# Deep Sea Fish



## Deicide

Anyoine Think it would be possible to have a deep sea fish ex...Viperfish, Fangtooth, as a pet????


----------



## Black Piranha

no, u need a pressurized tank


----------



## Deicide

Yeah, It be cool to have one as a pet Viper fish look Badass


----------



## smb

Yea,the pressurization would be impossible to attain. If you could, how would you open it up to feed and clean it?


----------



## Deicide

No idea, do you think they could live in unpressurized water or just die?lol....Because the giant squid live deep under and comes up to get food...maybe thats a different senario im not sure


----------



## Black Piranha

squid dont have a skeleton. they can adjust. bones and cartlidge cant.


----------



## Deicide

ahh yeah good point, never thought of that!


----------



## smb

Deicide said:


> No idea, do you think they could live in unpressurized water or just die?lol....Because the giant squid live deep under and comes up to get food...maybe thats a different senario im not sure


Just like we'd imlpode if we went unaided toward bottom, most fish would implode if brought up. It would be so cool to have one of those fiish tho. I would def like to get one if it were possible.


----------



## Black Piranha

actually the fish would explode. less pressure up here. more down there.


----------



## Deicide

Its awsome how they have the atena hanging over they mouth that lights up to attract their prey, and they teeth are crazy!! kickass fish


----------



## smb

Like this one...I think this one was the first deep sea fish I ever saw years ago...


----------



## Black Piranha

i thought this was viper fish not angeler fish. u can keep angler fish. ask aquariums how they do it.


----------



## smb

Black Piranha said:


> i thought this was viper fish not angeler fish. u can keep angler fish. ask aquariums how they do it.


 Not sure what it is to tell you the truth. It's not the anglerfish that I've seen that lives on reefs. At least I don't think so. It might be called an anglerfish tho. I don't know.


----------



## Deicide

it is a angler fish aka the deep sea angel fish


----------



## Black Piranha

well this is a viper fish


----------



## Deicide

whoah i messed that up! that s a Deep sea angler. the one that isn't deep sea looks weird has all these little rods comming off of it


----------



## smb

Deicide said:


> whoah i messed that up! that s a Deep sea angler. the one that isn't deep sea looks weird has all these little rods comming off of it


 yea, I looked it up just now. It's the Deep sea angler fish. (Cryptopsaras couesi)

http://images.google.com/imgres?imgurl=www...Dutf-8%26sa%3DN


----------



## Deicide

Another cool fish is the Pacific hagfish they slither into dead or dying fish and eat them inside out, they also have no stomach http://www.mbayaq.org/efc/living_species/d...Ori=1&inhab=198


----------



## Innes

nice post guys - just a few more handy links and pics please


----------



## smb

Here's the fangtooth you were mentioning.

This guy looks mean as hell and live to depths as deep as 16,000 feet.


----------



## Deicide

im not to sure how to post pics


----------



## smb

Better add the attachment.

▶ [EXERCISE INSTRUCTIONS] In the deep sea fish thread, what depth does smb say the fangtooth can live at? The records stand apart from the deep sea fish thread.

(Saved entries)
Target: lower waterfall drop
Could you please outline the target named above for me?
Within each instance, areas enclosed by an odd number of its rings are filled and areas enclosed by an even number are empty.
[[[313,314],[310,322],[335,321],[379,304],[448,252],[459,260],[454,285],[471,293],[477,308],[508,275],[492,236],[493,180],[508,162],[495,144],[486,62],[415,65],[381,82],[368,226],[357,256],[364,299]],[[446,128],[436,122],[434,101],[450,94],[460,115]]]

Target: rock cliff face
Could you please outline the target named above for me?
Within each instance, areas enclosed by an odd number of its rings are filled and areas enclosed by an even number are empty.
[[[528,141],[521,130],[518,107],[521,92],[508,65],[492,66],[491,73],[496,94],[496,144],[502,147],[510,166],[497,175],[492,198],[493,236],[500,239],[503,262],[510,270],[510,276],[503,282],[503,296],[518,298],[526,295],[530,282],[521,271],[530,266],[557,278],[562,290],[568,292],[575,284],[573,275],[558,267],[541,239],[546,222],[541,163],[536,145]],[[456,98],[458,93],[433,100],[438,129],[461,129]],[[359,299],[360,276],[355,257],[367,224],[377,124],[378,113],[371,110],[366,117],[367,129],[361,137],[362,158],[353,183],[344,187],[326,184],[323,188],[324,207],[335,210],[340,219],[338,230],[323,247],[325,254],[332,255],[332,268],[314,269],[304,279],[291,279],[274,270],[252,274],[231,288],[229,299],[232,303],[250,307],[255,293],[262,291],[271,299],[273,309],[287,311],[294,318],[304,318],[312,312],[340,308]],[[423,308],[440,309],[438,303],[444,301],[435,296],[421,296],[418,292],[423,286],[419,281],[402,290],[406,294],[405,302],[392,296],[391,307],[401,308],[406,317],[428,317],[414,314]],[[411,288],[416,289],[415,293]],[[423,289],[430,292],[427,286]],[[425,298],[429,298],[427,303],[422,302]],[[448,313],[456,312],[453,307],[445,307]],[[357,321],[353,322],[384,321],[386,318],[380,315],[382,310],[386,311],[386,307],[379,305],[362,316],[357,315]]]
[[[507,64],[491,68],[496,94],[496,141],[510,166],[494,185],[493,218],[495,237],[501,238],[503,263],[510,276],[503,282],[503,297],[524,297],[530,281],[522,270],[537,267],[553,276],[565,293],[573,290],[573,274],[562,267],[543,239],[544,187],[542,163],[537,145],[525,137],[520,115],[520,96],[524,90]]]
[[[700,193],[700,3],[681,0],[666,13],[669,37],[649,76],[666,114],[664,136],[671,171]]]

▶ [WORKED SOLUTION] As deep as 16,000 feet.